===== Passage

Death in Florence

Girolamo_Savonarola

My first encounter with Girolamo Savonarola’s attempt to scourge Florence of religious corruption was George Eliot’s historical novel Romola, which I read in tiny bites as a distraction from historical history during my first year of graduate school. It was lush, dramatic, and exactly what I needed as I struggled with semiotics, deconstructionism, post-colonial theory, and the Bengali alphabet. I didn’t feel any inclination to read more about Savonarola until Paul Strathern’s Death in Florence: The Medici, Savonarola, and the Battle for the Soul of a Renaissance City turned up in my books to review for Shelf Awareness for Readers. It was lush, dramatic, and filled in some major holes in my understanding of Renaissance Florence.

In the late 15th century, the Dominican friar Girolamo Savonarola led a frenzied and occasionally violent campaign to return the city of Florence–and the Roman Catholic Church as a whole–to the principles of early Christianity. For three years, the self-proclaimed prophet ruled as the city’s moral dictator. His career reached its highpoint in 1497 with the Bonfire of the Vanities: the public burning of playing cards, masks, mirrors, “indecent” books and pictures, and other items the puritanical monk deemed morally questionable.

==========
===== Dataset extract

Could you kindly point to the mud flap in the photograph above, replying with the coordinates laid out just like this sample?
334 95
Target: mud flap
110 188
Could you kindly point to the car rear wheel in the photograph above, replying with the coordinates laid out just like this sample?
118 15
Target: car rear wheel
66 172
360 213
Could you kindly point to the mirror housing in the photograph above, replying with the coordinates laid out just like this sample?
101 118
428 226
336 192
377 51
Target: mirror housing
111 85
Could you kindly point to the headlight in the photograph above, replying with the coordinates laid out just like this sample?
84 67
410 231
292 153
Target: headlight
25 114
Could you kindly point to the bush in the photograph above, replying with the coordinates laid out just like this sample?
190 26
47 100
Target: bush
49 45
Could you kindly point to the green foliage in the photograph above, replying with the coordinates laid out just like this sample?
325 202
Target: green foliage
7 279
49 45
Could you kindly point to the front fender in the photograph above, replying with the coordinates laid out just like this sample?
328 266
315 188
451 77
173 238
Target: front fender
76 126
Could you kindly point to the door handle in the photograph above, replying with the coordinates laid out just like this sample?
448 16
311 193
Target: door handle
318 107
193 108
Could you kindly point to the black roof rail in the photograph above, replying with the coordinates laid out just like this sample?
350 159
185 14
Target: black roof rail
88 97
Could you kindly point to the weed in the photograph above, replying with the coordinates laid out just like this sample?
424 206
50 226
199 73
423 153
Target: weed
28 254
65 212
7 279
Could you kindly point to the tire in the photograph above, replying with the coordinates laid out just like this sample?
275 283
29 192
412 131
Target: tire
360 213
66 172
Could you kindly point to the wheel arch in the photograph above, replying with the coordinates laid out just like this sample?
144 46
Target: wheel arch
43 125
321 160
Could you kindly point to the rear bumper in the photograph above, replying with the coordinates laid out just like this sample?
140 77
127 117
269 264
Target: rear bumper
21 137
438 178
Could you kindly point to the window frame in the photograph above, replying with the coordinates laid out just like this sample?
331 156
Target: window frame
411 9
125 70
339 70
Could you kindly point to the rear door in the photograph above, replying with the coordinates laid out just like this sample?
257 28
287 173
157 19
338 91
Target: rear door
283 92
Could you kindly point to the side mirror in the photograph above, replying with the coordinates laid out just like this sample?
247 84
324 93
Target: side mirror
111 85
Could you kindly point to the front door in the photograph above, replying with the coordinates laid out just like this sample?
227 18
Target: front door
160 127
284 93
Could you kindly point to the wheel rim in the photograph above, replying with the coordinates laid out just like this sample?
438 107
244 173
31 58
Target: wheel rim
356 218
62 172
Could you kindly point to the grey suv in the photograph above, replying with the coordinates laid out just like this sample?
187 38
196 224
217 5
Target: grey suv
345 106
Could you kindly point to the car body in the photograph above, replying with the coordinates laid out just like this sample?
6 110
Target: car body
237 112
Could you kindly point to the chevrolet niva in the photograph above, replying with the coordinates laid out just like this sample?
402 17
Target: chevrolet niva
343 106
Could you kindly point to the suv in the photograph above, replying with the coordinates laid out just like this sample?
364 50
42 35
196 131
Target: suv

==========

Problem 1 —
Reproduce the portion of the Savonarola passage starting with "My first encounter" and going on through "of Renaissance Florence.".
Problem 2 —
According to the Savonarola passage, in what year did Savonarola's career reach its highpoint?
Problem 3 —
For each statement, answer yes or no according to the Savonarola passage, and quote the words that decide it. (a) The writer first encountered Savonarola's campaign through George Eliot's novel Romola. (b) Savonarola was a Franciscan friar. (c) The writer received Paul Strathern's book to review for Shelf Awareness for Readers.

Worked solution 1 —
My first encounter with Girolamo Savonarola’s attempt to scourge Florence of religious corruption was George Eliot’s historical novel Romola, which I read in tiny bites as a distraction from historical history during my first year of graduate school. It was lush, dramatic, and exactly what I needed as I struggled with semiotics, deconstructionism, post-colonial theory, and the Bengali alphabet. I didn’t feel any inclination to read more about Savonarola until Paul Strathern’s Death in Florence: The Medici, Savonarola, and the Battle for the Soul of a Renaissance City turned up in my books to review for Shelf Awareness for Readers. It was lush, dramatic, and filled in some major holes in my understanding of Renaissance Florence.

Worked solution 2 —
1497, with the Bonfire of the Vanities.

Worked solution 3 —
(a) Yes: "My first encounter with Girolamo Savonarola’s attempt to scourge Florence of religious corruption was George Eliot’s historical novel Romola"
(b) No: "the Dominican friar Girolamo Savonarola"
(c) Yes: "turned up in my books to review for Shelf Awareness for Readers"